**Task description**.
Your answer must consist solely of the line containing "Expected output: for each instance of the bus license" and all subsequent lines through the end of the entries, reproduced exactly.

=== Information shown ===

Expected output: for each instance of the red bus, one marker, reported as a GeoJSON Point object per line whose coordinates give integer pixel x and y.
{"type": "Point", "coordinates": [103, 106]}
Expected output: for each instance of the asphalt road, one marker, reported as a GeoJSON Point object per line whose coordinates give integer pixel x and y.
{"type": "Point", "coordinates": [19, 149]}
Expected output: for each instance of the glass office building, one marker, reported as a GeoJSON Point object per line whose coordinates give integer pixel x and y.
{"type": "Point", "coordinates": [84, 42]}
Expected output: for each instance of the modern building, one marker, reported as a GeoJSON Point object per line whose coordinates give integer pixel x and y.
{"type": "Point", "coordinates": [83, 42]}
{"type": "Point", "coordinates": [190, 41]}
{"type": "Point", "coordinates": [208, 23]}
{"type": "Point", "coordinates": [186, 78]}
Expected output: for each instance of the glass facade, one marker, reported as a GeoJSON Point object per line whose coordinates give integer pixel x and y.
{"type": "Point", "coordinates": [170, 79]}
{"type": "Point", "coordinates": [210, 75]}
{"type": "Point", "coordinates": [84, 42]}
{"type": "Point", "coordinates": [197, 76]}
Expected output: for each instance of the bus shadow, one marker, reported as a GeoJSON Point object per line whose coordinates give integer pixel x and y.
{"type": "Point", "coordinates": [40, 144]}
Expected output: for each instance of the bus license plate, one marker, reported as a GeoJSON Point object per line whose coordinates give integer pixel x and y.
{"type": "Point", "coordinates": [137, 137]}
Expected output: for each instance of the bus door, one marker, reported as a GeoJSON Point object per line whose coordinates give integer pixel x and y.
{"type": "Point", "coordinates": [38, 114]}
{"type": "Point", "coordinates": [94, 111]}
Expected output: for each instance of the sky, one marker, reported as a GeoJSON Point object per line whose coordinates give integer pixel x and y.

===

**Written response**.
Expected output: for each instance of the bus license plate, one marker, reported as a GeoJSON Point object per line whose coordinates give integer pixel x and y.
{"type": "Point", "coordinates": [137, 137]}
Expected output: for each instance of the bus door, one marker, reported as a GeoJSON Point object per line whose coordinates give integer pixel x and y.
{"type": "Point", "coordinates": [38, 114]}
{"type": "Point", "coordinates": [94, 111]}
Expected output: for each instance of the sky, one marker, reported as a GeoJSON Point object per line whose coordinates give integer pixel x and y.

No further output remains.